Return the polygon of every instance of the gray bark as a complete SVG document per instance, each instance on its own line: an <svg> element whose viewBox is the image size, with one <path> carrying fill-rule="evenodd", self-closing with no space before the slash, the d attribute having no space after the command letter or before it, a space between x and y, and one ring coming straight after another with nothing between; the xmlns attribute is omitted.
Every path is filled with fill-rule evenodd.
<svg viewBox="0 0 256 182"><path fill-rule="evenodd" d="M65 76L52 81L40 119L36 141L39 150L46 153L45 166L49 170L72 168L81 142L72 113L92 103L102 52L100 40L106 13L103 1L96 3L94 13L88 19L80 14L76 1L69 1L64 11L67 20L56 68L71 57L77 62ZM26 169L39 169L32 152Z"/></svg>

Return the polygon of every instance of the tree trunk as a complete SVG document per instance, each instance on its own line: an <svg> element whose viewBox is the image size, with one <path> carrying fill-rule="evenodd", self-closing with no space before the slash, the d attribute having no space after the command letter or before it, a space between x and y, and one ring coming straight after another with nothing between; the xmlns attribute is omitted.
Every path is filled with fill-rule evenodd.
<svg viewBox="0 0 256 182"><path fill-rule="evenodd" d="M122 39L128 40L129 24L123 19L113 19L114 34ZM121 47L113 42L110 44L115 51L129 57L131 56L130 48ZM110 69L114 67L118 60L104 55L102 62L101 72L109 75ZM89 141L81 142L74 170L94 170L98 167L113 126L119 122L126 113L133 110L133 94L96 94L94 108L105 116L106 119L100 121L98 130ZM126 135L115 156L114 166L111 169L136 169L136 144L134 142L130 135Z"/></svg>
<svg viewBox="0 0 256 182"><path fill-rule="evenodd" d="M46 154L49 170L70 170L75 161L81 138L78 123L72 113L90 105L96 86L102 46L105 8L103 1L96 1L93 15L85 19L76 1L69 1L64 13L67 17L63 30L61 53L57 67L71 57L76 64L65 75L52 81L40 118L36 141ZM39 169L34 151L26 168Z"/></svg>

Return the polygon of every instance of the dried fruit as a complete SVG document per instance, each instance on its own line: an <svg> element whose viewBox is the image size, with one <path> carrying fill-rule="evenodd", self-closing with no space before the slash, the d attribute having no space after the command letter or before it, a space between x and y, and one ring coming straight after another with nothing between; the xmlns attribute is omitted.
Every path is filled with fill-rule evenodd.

Written exercise
Convert every line of the items above into a JSON list of strings, one string per line, leaving out blank lines.

Response to this exercise
[
  "Return the polygon of every instance of the gray bark as a complete SVG document per instance, each instance on its own line: an <svg> element whose viewBox is the image size, with one <path> carrying fill-rule=\"evenodd\", self-closing with no space before the slash, the d attribute having no space after the command letter or before it, a space between x and y, and one ring coming straight after another with nothing between; the xmlns attribute is omitted.",
  "Every path is filled with fill-rule evenodd.",
  "<svg viewBox=\"0 0 256 182\"><path fill-rule=\"evenodd\" d=\"M65 76L52 81L40 119L36 141L39 150L46 153L45 166L49 170L72 168L81 142L72 113L92 103L102 52L100 40L106 13L103 1L96 3L94 13L88 19L80 14L76 1L69 1L64 11L67 20L56 68L71 57L77 62ZM26 169L39 169L32 152Z\"/></svg>",
  "Return the polygon of every instance of the tree trunk as a complete SVG document per instance, each instance on its own line: an <svg> element whose viewBox is the image size, with one <path> carrying fill-rule=\"evenodd\", self-closing with no space before the slash, the d attribute having no space after the command letter or before it, a space between x and y, and one ring coming straight after another with nothing between; the xmlns attribute is omitted.",
  "Every path is filled with fill-rule evenodd.",
  "<svg viewBox=\"0 0 256 182\"><path fill-rule=\"evenodd\" d=\"M122 39L128 40L129 24L123 19L113 19L114 34ZM121 47L113 42L110 44L115 51L129 57L131 56L130 48ZM110 69L114 67L118 60L104 55L102 62L101 72L109 75ZM89 141L81 142L74 170L94 170L98 167L113 126L119 122L126 113L133 110L133 94L96 94L94 108L105 116L106 119L100 121L98 130ZM126 135L115 156L114 166L111 169L136 169L136 144L134 142L130 135Z\"/></svg>",
  "<svg viewBox=\"0 0 256 182\"><path fill-rule=\"evenodd\" d=\"M46 154L49 170L70 170L75 161L81 138L78 123L72 113L90 105L96 86L102 46L105 8L103 1L96 1L93 15L85 19L76 1L69 1L64 13L67 17L63 30L61 53L57 67L71 57L76 64L65 75L52 81L40 118L36 141ZM39 169L34 151L26 168Z\"/></svg>",
  "Return the polygon of every instance of the dried fruit as a complete SVG document per instance, each instance on its own line: an <svg> element whose viewBox is the image size, with one <path> carrying fill-rule=\"evenodd\", self-closing with no space before the slash, the d attribute having no space after the command letter or before it, a space between x and y, and one ring coming straight after another with nothing between; the xmlns attribute is omitted.",
  "Every path is filled with fill-rule evenodd."
]